- Entries from an annotation dataset:
╔══
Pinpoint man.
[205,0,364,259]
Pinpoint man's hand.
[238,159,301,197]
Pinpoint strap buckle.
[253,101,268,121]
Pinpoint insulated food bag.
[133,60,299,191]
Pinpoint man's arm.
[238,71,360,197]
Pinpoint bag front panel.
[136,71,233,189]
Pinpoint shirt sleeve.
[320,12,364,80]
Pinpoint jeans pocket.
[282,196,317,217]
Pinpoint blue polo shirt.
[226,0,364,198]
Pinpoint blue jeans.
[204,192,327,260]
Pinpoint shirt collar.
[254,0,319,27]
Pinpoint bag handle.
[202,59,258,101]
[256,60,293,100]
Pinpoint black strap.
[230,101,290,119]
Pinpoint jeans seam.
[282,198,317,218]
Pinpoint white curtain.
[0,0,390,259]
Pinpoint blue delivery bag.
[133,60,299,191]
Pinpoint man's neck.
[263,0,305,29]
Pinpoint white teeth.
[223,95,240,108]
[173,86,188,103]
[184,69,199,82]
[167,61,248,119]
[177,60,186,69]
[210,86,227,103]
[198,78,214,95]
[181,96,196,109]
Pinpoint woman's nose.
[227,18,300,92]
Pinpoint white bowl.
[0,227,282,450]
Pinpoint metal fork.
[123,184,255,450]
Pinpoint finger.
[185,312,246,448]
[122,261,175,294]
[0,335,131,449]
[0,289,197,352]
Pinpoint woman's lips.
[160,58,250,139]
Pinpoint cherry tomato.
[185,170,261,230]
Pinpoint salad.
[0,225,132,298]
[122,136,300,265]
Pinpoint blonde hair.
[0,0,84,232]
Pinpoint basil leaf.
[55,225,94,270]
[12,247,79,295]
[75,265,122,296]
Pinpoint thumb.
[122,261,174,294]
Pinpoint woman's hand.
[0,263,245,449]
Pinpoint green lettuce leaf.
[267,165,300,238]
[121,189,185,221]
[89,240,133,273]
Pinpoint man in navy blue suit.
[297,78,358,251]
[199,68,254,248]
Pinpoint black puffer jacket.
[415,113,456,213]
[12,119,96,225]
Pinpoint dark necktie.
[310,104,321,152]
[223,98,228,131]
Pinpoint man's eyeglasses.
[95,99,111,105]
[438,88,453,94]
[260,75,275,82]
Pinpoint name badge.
╚══
- PROBLEM TO SOLVE: Rewrite the records from the start through the line containing "[263,0,305,29]" as a two-column CSV with the headers text and answer, one row per record. Put each value in a single quoted field and replace line breaks with spaces.

- EXERCISE RESPONSE:
text,answer
"Pinpoint man.","[205,0,364,259]"
"Pinpoint man's hand.","[238,159,301,197]"
"Pinpoint strap buckle.","[253,101,268,121]"
"Pinpoint insulated food bag.","[133,60,299,191]"
"Pinpoint man's arm.","[238,71,360,197]"
"Pinpoint bag front panel.","[136,71,233,189]"
"Pinpoint shirt sleeve.","[320,12,364,80]"
"Pinpoint jeans pocket.","[282,196,317,217]"
"Pinpoint blue polo shirt.","[226,0,364,198]"
"Pinpoint blue jeans.","[204,192,327,260]"
"Pinpoint shirt collar.","[254,0,319,27]"
"Pinpoint bag handle.","[202,59,258,101] [256,60,293,100]"
"Pinpoint black strap.","[230,101,290,119]"
"Pinpoint jeans seam.","[282,198,317,218]"
"Pinpoint white curtain.","[0,0,390,259]"
"Pinpoint blue delivery bag.","[133,60,299,191]"
"Pinpoint man's neck.","[263,0,305,29]"